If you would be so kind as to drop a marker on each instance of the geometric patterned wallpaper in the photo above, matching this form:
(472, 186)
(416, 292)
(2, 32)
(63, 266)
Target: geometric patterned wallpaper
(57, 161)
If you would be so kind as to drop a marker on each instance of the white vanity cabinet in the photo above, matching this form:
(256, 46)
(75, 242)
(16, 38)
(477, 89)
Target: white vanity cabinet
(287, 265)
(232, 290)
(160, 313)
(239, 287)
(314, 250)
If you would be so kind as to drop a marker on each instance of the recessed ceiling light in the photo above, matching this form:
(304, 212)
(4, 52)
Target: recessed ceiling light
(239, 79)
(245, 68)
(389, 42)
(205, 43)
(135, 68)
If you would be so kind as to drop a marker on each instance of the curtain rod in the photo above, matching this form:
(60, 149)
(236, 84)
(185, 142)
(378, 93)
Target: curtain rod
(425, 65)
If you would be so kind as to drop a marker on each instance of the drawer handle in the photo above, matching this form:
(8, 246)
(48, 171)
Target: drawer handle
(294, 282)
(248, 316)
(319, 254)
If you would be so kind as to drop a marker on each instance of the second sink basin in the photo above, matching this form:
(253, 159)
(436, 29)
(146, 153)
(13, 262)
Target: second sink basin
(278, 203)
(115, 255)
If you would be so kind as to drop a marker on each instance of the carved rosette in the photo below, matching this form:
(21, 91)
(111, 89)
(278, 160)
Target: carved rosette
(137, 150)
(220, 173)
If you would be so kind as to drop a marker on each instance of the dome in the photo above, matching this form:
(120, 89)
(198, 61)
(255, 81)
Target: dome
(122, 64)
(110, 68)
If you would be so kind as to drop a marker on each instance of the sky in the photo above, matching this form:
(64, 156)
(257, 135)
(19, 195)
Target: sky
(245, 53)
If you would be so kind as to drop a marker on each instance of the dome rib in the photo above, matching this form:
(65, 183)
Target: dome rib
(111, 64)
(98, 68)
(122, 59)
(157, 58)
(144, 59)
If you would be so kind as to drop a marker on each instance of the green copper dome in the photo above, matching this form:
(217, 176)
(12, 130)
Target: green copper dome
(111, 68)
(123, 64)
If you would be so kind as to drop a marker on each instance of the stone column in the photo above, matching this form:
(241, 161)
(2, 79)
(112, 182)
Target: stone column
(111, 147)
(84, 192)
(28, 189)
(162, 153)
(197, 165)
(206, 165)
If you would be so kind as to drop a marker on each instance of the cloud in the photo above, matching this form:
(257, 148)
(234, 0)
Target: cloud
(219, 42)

= = = = =

TASK REQUIREMENTS:
Quote all of the entries exactly as they appear.

ANSWER TO THE PROBLEM:
If you would be so kind as to drop a marker on each instance of the geometric patterned wallpaper in the photo above, matching this form:
(472, 186)
(416, 292)
(2, 32)
(63, 266)
Target: geometric patterned wallpaper
(57, 161)
If you would be so kind as to drop a marker on each instance of the white vanity cabinet in the photo above, matching this form:
(256, 46)
(75, 242)
(16, 38)
(477, 89)
Target: white vanity cabinet
(287, 265)
(232, 290)
(160, 313)
(239, 287)
(314, 250)
If you would be so kind as to drop a marker on each instance of the recessed ceiling light in the photo above, matching this form:
(304, 212)
(4, 52)
Target: recessed ceiling light
(239, 79)
(245, 68)
(389, 42)
(205, 43)
(135, 68)
If you would be so kind as to drop a marker on each instance of the curtain rod in the photo above, matching this form:
(60, 149)
(236, 84)
(185, 142)
(378, 93)
Target: curtain rod
(425, 65)
If you would be so kind as to drop a marker on each instance of the drawer handle in the photo above, matching this form:
(8, 246)
(48, 171)
Target: drawer handle
(294, 282)
(248, 316)
(319, 254)
If you would be so kind as to drop a marker on each instance of the second sink basin in the photo above, matching this form:
(253, 159)
(436, 29)
(146, 153)
(13, 262)
Target: second sink basin
(278, 203)
(115, 255)
If you would be so kind as to drop a marker on each instance of the carved rosette in the photo below, matching this form:
(21, 91)
(111, 89)
(278, 160)
Target: carved rosette
(137, 150)
(220, 173)
If you would be so kind as to drop a marker on each instance of the dome in the photo above, matching this form:
(120, 89)
(198, 61)
(255, 81)
Target: dome
(122, 64)
(110, 68)
If you would be so kind as to drop a marker on each instance of the sky in the photo above, matching this form:
(64, 156)
(257, 135)
(19, 195)
Target: sky
(245, 53)
If you would be so kind as to drop a marker on each instance of the dome rib in the photo above, matching this form:
(65, 183)
Target: dome rib
(111, 64)
(98, 68)
(122, 59)
(157, 58)
(144, 59)
If you would be so kind as to drop a marker on each instance of the green copper dome in the photo above, matching this form:
(217, 176)
(12, 130)
Target: green copper dome
(111, 68)
(123, 64)
If you would be so kind as to drop a marker on each instance of the stone column in the photo above, matching this form:
(241, 161)
(2, 79)
(112, 182)
Target: stone column
(111, 147)
(84, 192)
(28, 189)
(162, 153)
(197, 165)
(206, 165)
If you would be so kind as to drop a marker on each instance of the cloud in the photo above, matching this form:
(257, 148)
(234, 0)
Target: cloud
(219, 42)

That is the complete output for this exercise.